◆ Selected excerpt:

The above is hardly surprising, and I’m not saying Amazon has abandoned the customer for profit. They’re just playing a new game after spending billions on consumer convenience and growing their customer base. From an economic point of view, this makes perfect sense, many people would say that to make a business grow you need to cut your costs down to a minimum, and one way to do that is to go fully digital and automate your operations.
Whilst the convenience of digitisation can attract customers initially, just wait until an issue arises that the technology hasn’t been programmed to deal with. By design, digital machines are very rational things, they go from A to B to C and god forbid you throw them a curveball. One such curveball is a sentence in the English language that is possibly the most exasperating and has reduced even the toughest to tears.
“Unexpected item in bagging area”.
We try to scan it differently, we sigh, and we begin searching hopelessly for someone in a uniform to come and save the day. When we’ve finally given up and accepted that we will just stand there like a lemon, the cavalry eventually arrives, pokes and prods the screen until normality is back on track before disappearing off into the crowd of other irritated shoppers.

◆ Tasks and exercises:
1 – Summarize the passage on automated checkouts in two sentences.
2 – From the passage on automated checkouts, quote the portion starting at "Whilst the convenience" and ending at "toughest to tears.".

◆ Record extracts:

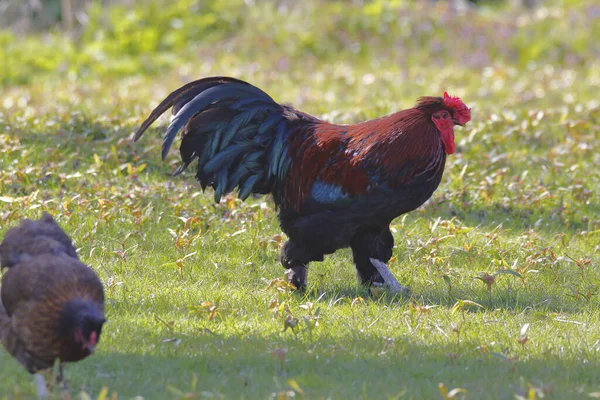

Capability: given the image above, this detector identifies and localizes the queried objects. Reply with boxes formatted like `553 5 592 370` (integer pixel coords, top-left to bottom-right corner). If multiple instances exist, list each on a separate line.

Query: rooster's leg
371 258 410 294
35 372 48 400
56 362 69 391
350 226 408 293
279 240 312 290
350 227 394 285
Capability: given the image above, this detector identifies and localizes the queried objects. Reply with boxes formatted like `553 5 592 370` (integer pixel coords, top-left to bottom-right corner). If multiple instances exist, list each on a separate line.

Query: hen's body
136 77 470 286
0 213 104 382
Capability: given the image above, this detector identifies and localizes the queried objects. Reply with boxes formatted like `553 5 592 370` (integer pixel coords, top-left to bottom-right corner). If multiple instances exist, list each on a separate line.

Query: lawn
0 0 600 399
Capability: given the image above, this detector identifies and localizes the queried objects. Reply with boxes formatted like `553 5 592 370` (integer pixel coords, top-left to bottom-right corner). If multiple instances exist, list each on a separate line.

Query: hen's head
415 92 471 154
61 300 106 354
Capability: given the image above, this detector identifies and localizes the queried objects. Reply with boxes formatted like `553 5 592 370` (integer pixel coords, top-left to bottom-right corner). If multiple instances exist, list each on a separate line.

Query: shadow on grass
0 330 600 399
294 284 598 313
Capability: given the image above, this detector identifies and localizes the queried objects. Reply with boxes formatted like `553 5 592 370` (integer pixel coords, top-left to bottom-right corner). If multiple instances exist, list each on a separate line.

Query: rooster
134 77 471 288
0 213 105 397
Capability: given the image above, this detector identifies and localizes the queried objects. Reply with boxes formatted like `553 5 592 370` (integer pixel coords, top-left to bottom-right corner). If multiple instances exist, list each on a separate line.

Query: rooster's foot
285 265 308 290
369 258 410 295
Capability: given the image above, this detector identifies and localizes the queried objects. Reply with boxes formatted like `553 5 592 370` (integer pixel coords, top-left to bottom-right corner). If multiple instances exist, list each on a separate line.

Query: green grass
0 0 600 399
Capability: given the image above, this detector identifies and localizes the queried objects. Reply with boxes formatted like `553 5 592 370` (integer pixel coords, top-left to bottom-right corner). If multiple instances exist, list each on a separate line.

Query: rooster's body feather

◆ Answer list:
1 – Amazon is playing a new game after spending billions on consumer convenience, and cutting costs by going fully digital and automating operations makes economic sense for a growing business. Yet rational digital machines cannot handle issues they were not programmed for, and the message "Unexpected item in bagging area" leaves shoppers stuck until someone in a uniform arrives and fixes the screen.

2 –
Whilst the convenience of digitisation can attract customers initially, just wait until an issue arises that the technology hasn’t been programmed to deal with. By design, digital machines are very rational things, they go from A to B to C and god forbid you throw them a curveball. One such curveball is a sentence in the English language that is possibly the most exasperating and has reduced even the toughest to tears.